> Dataset content:
-----

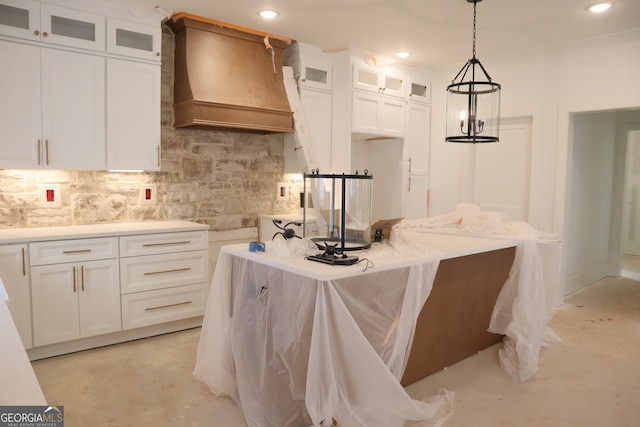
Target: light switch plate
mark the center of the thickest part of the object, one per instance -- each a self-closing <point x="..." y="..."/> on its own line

-----

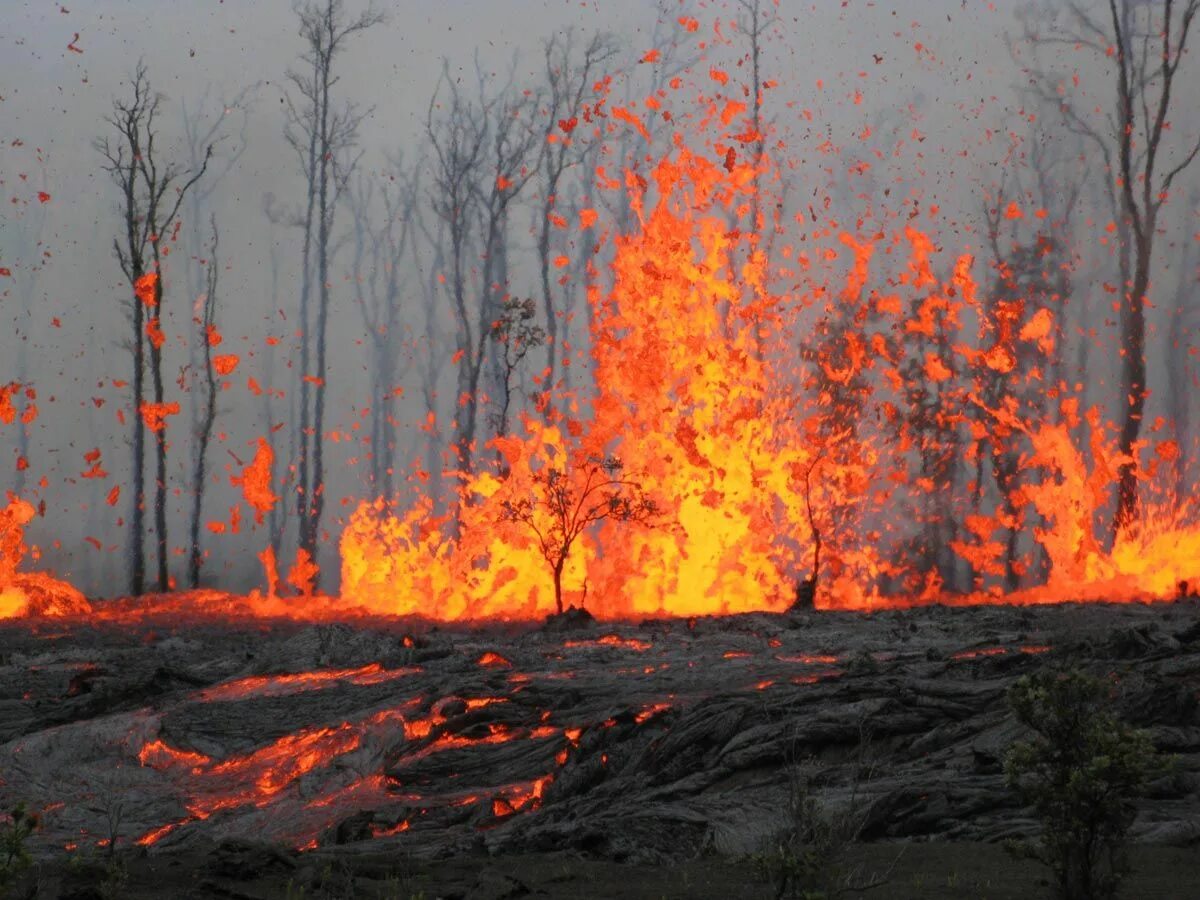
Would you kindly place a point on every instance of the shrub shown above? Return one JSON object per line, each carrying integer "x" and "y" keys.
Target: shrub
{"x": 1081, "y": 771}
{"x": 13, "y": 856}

-----

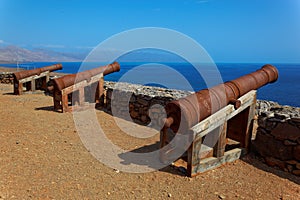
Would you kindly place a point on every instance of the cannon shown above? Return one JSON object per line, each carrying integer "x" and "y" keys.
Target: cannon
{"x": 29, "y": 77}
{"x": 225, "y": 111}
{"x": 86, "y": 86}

-----

> Task goal:
Find each line in the records above that contains the string "JSON", matching case exactly, and copy those lines.

> Completed task:
Would you kindly place a point on every instance of the shrub shown above? Return one JSON object per line, each carrying integer "x" and "y" keys.
Would you kindly place a point on every instance of the cannon shown above? Return one JSON object per line, each carrying integer "x" and "y" keys.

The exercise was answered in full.